**Exercise prompt**.
Which lines in the records below contain the word "rock"? Copy each one out.

[Start of section]

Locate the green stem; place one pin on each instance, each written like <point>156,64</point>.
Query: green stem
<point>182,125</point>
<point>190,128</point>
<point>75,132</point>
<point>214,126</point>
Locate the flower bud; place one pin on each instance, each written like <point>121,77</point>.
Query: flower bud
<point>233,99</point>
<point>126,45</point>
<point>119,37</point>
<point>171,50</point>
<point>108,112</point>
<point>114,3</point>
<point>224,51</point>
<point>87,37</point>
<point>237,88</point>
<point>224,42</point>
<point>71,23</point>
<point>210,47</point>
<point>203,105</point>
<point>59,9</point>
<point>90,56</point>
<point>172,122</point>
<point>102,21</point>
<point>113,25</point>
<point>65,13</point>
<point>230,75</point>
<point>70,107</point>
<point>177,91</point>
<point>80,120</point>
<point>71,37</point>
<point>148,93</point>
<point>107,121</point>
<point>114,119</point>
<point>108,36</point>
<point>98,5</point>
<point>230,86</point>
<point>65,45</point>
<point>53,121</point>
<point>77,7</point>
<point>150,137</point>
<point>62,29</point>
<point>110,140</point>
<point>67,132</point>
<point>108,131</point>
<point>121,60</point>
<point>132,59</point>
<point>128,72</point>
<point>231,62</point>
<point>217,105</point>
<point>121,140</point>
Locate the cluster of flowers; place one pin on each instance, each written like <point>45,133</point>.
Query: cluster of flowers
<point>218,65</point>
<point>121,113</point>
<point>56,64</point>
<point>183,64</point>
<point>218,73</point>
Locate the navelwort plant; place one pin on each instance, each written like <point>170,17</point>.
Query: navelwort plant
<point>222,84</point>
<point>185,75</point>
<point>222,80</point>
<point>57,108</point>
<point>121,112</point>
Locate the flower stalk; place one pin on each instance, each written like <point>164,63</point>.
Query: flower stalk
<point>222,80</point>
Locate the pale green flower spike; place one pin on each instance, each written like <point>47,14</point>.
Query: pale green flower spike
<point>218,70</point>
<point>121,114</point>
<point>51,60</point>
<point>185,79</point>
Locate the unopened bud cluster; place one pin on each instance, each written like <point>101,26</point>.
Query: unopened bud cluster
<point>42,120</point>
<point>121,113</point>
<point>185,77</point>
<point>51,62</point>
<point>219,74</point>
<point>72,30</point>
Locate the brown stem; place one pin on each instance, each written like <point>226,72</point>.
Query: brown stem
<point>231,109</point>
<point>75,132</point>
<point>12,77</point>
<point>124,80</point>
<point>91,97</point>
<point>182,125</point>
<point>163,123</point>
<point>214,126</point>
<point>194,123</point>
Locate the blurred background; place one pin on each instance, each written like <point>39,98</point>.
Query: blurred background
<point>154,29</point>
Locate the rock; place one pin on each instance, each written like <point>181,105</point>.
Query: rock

[End of section]

**Response to the exercise**.
Locate the rock; place one pin on each instance, each written like <point>181,105</point>.
Query: rock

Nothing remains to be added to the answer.